Short task:
Put the lines below, starting with the first one and going on through the line with "point(73, 220)", into a JSON list of strings, one string per line, with blank lines dropped. Leave the pictures out of the list.

>> Begin Records shown

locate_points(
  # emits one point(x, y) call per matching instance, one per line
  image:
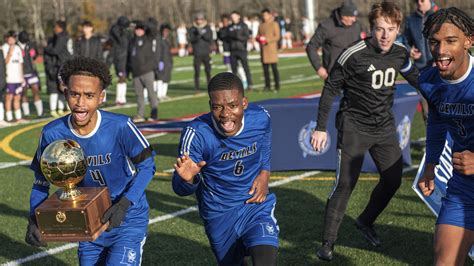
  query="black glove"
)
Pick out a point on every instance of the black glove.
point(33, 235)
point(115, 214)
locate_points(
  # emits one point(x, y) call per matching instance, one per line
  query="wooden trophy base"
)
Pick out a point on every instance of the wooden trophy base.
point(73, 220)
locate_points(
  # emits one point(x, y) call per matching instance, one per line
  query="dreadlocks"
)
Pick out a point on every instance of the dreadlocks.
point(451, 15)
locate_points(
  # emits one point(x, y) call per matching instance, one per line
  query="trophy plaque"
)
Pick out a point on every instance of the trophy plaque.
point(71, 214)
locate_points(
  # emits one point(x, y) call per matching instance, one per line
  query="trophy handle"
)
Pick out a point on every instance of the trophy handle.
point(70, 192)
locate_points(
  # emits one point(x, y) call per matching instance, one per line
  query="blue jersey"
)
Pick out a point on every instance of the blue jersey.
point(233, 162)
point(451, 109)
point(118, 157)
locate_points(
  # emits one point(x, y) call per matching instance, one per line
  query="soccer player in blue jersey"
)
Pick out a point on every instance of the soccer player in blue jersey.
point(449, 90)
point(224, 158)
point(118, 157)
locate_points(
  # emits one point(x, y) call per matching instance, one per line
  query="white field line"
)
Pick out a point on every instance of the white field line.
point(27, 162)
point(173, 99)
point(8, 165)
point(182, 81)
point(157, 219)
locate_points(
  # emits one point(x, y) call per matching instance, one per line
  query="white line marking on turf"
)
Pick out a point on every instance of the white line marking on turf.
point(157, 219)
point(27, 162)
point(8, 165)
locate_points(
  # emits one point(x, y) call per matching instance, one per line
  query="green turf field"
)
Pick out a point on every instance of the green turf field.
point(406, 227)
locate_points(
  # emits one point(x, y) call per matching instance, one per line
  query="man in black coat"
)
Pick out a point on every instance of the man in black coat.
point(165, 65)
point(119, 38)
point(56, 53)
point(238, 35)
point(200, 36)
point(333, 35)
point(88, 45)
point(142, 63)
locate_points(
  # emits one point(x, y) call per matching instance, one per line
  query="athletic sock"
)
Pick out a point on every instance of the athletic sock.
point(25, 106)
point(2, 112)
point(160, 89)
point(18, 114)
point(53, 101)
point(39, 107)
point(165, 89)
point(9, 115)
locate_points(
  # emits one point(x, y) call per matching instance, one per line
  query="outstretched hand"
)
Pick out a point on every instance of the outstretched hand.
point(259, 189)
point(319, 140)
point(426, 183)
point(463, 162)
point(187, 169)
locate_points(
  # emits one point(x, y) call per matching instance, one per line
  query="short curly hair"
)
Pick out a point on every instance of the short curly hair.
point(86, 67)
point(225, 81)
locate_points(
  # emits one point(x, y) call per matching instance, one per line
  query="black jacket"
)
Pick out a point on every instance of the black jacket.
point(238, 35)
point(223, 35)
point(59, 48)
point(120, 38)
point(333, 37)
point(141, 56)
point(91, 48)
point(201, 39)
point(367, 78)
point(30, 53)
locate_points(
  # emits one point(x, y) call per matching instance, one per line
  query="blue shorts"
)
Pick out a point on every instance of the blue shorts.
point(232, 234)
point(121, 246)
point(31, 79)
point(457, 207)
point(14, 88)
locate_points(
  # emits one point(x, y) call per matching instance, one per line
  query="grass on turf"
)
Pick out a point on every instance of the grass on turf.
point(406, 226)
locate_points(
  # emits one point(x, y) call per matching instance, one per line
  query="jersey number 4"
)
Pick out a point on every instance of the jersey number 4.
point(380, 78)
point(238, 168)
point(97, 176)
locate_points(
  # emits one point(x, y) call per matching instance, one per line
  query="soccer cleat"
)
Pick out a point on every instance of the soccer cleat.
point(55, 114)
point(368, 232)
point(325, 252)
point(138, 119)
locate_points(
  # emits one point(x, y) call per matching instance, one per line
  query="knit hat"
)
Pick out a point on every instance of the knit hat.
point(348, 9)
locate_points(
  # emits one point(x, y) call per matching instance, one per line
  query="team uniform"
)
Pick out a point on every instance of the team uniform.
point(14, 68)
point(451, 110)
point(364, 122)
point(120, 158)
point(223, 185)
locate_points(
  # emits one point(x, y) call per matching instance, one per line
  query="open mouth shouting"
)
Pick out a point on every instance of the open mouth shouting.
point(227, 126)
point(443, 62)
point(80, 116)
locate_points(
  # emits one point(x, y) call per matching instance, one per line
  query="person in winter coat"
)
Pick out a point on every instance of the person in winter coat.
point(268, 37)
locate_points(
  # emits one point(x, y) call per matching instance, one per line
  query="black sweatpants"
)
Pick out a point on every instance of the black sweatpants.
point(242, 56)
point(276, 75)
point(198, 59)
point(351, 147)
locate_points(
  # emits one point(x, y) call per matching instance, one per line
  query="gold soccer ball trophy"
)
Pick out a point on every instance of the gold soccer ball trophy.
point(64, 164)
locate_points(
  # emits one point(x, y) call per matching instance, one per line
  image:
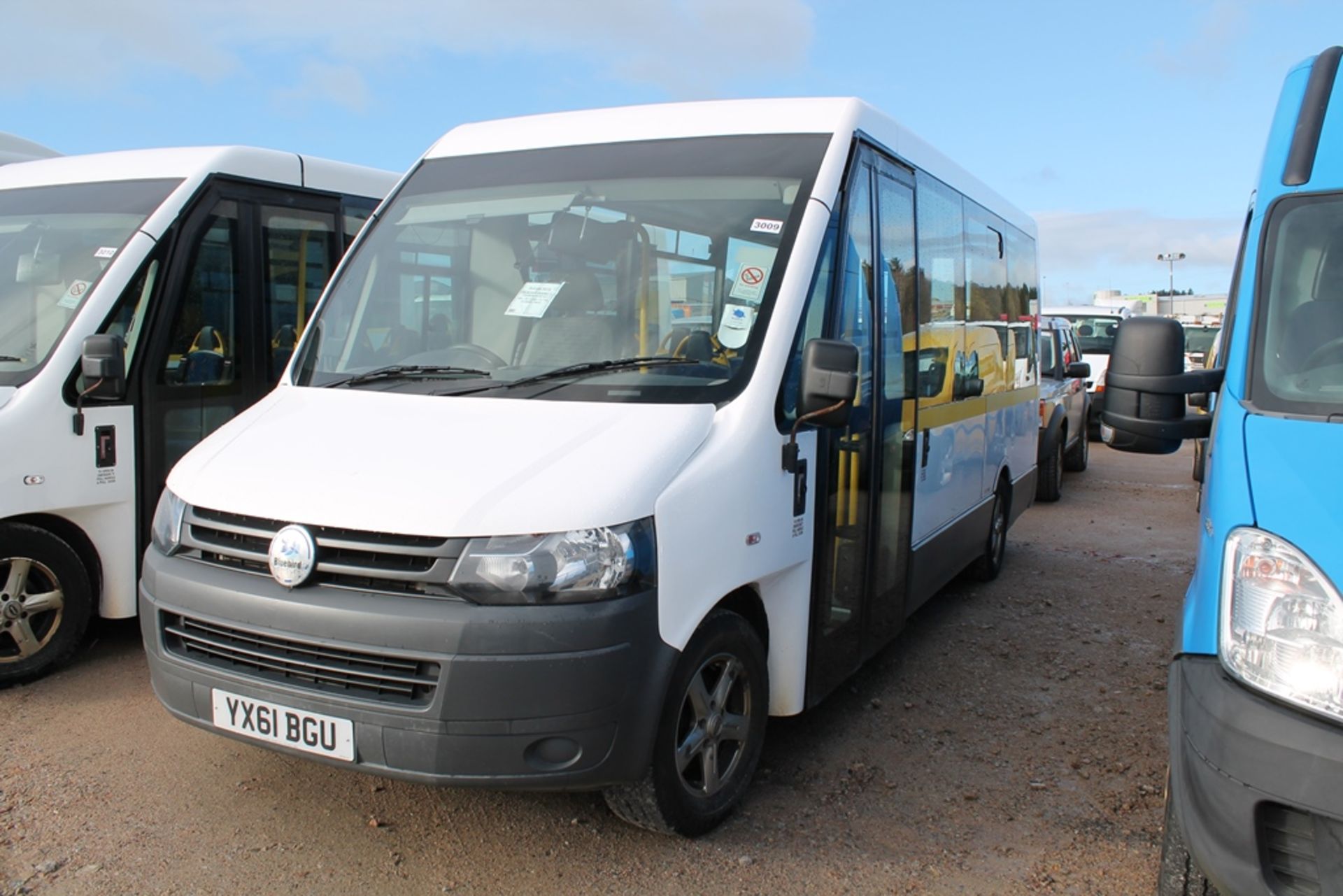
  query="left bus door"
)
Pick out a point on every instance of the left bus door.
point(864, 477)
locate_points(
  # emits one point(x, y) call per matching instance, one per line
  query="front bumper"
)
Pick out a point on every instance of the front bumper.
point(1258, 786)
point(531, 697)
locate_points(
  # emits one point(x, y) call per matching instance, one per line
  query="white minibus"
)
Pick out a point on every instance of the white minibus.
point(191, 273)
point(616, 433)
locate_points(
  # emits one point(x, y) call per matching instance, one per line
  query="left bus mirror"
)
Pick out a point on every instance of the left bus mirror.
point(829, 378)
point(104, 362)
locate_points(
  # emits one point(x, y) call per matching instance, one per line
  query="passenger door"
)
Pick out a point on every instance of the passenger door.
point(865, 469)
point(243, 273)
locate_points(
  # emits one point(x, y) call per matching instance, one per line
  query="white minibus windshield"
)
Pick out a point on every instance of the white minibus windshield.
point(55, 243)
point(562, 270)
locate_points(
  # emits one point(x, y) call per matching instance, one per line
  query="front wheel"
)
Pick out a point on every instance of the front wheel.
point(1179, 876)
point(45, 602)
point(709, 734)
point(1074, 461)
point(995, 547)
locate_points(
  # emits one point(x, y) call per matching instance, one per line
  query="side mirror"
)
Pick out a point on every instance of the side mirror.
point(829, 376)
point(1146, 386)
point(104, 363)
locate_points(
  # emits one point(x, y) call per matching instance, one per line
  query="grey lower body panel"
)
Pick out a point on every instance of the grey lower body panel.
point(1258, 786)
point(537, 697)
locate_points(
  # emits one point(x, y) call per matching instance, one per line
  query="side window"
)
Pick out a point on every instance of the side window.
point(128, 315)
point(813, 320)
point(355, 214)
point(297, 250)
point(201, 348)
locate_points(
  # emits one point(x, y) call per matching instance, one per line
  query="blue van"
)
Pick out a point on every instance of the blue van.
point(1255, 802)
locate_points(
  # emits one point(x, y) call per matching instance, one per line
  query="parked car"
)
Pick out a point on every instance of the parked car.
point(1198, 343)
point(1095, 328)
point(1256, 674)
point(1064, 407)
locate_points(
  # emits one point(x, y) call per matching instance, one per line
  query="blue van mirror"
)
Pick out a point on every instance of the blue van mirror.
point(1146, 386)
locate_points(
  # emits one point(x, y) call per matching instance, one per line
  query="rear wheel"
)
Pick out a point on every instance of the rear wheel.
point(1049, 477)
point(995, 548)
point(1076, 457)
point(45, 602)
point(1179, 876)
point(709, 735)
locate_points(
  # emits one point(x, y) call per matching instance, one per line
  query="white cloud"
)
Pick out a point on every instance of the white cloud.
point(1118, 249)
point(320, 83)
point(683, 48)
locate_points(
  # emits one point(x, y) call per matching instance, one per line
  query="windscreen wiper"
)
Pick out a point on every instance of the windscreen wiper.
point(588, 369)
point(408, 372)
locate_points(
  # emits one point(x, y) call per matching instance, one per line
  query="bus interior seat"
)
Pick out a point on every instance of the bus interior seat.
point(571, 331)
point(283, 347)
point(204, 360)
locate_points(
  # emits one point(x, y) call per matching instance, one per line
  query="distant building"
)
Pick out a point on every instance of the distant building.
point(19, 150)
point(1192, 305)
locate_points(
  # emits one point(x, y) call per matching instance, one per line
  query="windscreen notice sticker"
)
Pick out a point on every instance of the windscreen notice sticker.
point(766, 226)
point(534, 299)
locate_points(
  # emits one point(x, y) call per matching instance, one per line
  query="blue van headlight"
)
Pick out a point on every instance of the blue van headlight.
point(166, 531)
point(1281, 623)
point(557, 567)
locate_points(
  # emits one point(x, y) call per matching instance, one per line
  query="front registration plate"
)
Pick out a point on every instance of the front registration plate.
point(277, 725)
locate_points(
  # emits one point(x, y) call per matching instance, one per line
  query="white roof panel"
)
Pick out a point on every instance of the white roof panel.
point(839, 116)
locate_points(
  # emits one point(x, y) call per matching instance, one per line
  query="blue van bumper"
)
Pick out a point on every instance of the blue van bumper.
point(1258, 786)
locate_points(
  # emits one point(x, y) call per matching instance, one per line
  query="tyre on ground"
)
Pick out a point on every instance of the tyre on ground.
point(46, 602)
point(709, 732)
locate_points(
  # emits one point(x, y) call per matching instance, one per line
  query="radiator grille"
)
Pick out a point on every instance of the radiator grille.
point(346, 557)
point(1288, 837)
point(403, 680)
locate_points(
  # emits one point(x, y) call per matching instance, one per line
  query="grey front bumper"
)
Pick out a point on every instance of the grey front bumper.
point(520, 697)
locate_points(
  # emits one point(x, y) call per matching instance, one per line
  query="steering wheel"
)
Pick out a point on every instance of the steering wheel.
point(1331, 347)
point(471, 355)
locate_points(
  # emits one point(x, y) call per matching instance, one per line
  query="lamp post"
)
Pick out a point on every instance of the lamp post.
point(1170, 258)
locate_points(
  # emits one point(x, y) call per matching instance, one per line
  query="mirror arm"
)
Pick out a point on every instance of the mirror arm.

>> End Records shown

Final result:
[
  "locate_points(",
  "  # emits one point(x, y) call per matching instance, one per line",
  "  image:",
  "  query=\"black glove\"",
  ")",
  "Pick out a point on every instance of the black glove.",
  "point(33, 235)",
  "point(115, 214)",
  "locate_points(",
  "  # emits one point(x, y) call per matching instance, one per line",
  "  query=\"wooden trophy base\"",
  ")",
  "Pick out a point on every instance of the wooden trophy base.",
  "point(73, 220)"
]